GOAL:
Please collect each line from the items below that contains the word "weathered" and copy it out in full. Case counts.

GIVEN ENTRIES:
--- BEGIN ---

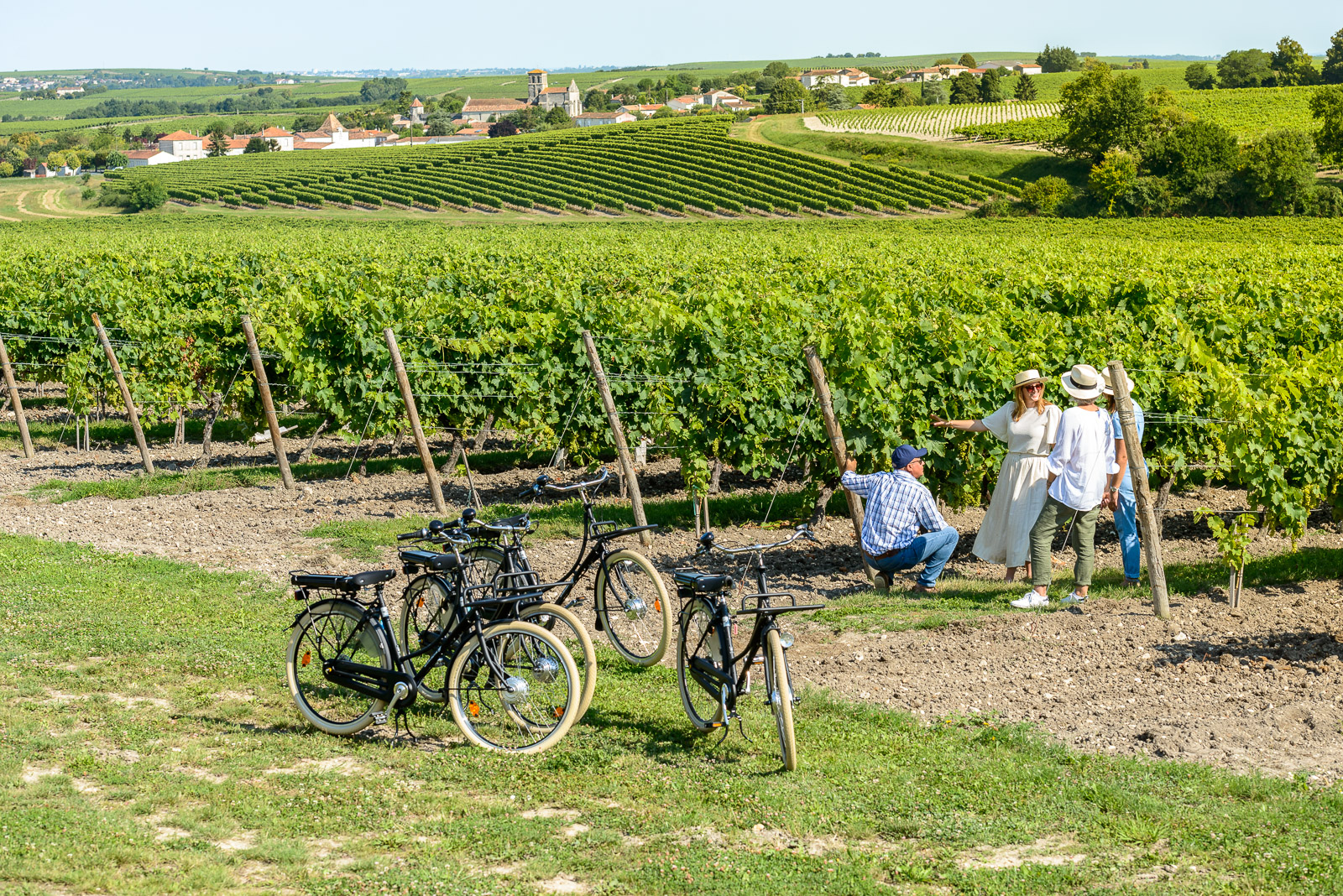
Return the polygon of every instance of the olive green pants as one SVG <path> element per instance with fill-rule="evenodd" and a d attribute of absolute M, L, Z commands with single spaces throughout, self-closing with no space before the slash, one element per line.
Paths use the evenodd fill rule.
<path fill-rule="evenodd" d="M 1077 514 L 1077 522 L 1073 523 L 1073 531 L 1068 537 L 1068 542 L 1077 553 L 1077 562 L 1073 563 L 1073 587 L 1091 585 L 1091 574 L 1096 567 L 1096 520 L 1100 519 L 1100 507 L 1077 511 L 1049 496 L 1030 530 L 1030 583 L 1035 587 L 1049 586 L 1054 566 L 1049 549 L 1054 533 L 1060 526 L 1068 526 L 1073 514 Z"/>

--- END ---
--- BEGIN ---

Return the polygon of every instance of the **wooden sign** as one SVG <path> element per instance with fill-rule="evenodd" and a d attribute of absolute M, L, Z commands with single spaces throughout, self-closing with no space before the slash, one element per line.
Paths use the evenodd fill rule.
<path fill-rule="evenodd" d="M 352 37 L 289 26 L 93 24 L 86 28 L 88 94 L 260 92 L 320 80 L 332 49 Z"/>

--- END ---
--- BEGIN ---

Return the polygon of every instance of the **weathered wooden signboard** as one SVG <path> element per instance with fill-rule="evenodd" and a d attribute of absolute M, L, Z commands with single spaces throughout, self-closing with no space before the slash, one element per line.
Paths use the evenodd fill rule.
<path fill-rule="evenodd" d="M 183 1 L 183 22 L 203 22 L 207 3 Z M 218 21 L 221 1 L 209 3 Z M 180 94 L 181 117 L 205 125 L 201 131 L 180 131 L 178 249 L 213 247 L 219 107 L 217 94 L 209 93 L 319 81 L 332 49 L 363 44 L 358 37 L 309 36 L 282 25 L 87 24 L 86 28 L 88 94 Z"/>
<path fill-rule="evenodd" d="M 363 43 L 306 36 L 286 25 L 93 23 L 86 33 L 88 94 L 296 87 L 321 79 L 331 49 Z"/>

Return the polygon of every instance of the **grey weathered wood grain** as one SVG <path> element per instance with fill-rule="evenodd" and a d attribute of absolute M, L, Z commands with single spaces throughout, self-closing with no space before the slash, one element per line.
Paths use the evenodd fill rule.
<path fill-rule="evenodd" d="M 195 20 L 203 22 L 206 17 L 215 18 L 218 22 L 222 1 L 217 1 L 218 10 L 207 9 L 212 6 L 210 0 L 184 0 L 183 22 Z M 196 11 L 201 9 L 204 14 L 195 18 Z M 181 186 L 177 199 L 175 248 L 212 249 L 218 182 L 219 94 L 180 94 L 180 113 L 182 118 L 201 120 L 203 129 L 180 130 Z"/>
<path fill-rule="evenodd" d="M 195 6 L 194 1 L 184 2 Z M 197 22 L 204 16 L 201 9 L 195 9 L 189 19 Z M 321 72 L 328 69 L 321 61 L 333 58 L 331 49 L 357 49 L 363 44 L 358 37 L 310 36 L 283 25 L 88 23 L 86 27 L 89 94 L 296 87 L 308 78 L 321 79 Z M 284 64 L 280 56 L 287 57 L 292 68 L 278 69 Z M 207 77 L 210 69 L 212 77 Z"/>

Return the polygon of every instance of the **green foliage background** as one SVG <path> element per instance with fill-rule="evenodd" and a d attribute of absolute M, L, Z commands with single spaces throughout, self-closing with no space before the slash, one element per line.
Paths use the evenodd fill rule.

--- END ---

ANSWER TO THIS EXERCISE:
Return the polygon of every instance of the **weathered wooden signboard** as one SVG <path> element per instance with fill-rule="evenodd" and a d attribute of absolute M, L, Z commands with single spaces throughout, self-closing with no space before the slash, one element per line.
Return the polygon of every instance of the **grey weathered wood grain** as one SVG <path> element per instance with fill-rule="evenodd" and a d attribute of absolute M, L, Z commands with single spaces throughout, self-closing with no space before the slash, one element per line.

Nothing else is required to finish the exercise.